◆ **About this task**:
Can you copy word for word the part of the review below, about Kate MiCucci's comedy show, that begins with the words containing "give more than" and ends with "Theatre St. Catherine."?

◆ **Passage shown**:
[Start of Attachment]
Ms. MiCucci’s
Neighborhood Musical
comedian presents her own idiosyncratic world in solo showcase
Certain
influences are readily apparent in Kate MiCucci’s show “Playing With
MiCucci,” seen July 24 in the Just For Laughs Montreal Comedy Festival.
Take a heavy helping of Maria Bamford, a light sprinkling of Steve
Martin’s 1970s comedic banjo songs and Kimya Dawson’s songs for “Juno,”
give more than a nod to Mister Rogers, and garnish liberally with Pee
Wee Herman’s “Playhouse,” and you might get something like what
MiCucci’s put together. This is said with admiration, not criticism,
though.
MiCucci has taken these ingredients and put them through her own sieve
to fashion a show that invites audiences to her own unique comic
sensibility. More than just the quirky songs she performs on acoustic
guitar, MiCucci and her collaborators have a lot of fun with a three
dimensional set design that definitely adds other qualities to her solo
showcase, at the under-100-seat Theatre St. Catherine.
A lot of the show is sweet innocence, such as MiCucci’s actual tribute
song for Mr. Rogers, sung with projected clips of him on the curtain
behind her, which is decorated with a simplistic painted rendering of
her apartment and some of her favorite things, a la Mr. Rogers’ TV home
set.
[End of Attachment]
[Stored data entries]
[Start of Attachment]
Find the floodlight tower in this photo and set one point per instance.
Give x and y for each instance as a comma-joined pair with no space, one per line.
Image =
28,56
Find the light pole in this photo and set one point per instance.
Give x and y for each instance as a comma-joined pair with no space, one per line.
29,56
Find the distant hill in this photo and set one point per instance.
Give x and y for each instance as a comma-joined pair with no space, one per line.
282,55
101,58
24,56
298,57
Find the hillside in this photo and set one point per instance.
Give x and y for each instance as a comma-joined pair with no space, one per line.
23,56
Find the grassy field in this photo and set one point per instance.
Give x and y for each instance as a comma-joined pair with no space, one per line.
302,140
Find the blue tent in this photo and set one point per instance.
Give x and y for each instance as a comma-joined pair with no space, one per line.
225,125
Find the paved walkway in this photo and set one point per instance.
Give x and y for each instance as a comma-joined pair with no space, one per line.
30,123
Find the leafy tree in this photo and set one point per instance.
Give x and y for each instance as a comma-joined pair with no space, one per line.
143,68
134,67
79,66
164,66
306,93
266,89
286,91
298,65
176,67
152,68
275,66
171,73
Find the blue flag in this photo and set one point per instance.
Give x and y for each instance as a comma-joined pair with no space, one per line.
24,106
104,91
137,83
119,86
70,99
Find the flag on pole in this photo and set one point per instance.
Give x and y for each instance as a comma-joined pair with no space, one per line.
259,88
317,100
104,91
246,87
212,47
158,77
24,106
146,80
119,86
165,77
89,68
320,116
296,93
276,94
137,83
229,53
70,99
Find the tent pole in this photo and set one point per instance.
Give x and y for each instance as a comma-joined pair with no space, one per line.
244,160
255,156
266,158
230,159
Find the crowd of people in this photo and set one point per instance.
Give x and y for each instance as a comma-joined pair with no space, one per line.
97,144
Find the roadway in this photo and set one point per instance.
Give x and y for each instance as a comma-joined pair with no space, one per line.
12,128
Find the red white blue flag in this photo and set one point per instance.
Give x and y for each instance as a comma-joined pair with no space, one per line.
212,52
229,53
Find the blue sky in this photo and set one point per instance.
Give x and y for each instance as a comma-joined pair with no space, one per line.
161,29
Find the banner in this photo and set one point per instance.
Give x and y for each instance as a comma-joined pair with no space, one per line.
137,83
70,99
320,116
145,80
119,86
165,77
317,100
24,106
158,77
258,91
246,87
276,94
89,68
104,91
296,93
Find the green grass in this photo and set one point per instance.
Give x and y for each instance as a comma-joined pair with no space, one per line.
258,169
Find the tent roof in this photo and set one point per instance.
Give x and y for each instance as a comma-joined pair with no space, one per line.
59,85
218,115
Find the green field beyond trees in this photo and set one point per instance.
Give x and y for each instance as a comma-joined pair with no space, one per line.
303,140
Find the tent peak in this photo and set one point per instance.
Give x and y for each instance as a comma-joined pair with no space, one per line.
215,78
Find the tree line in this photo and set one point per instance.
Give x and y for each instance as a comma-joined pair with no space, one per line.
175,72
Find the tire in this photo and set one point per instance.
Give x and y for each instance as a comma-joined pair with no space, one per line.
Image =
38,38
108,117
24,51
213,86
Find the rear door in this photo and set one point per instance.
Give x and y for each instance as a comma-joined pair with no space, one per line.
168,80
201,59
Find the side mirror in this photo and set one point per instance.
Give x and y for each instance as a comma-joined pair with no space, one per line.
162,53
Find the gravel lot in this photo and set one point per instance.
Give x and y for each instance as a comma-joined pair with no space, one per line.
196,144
[End of Attachment]
◆ **Solved exercise**:
give more than a nod to Mister Rogers, and garnish liberally with Pee
Wee Herman’s “Playhouse,” and you might get something like what
MiCucci’s put together. This is said with admiration, not criticism,
though.
MiCucci has taken these ingredients and put them through her own sieve
to fashion a show that invites audiences to her own unique comic
sensibility. More than just the quirky songs she performs on acoustic
guitar, MiCucci and her collaborators have a lot of fun with a three
dimensional set design that definitely adds other qualities to her solo
showcase, at the under-100-seat Theatre St. Catherine.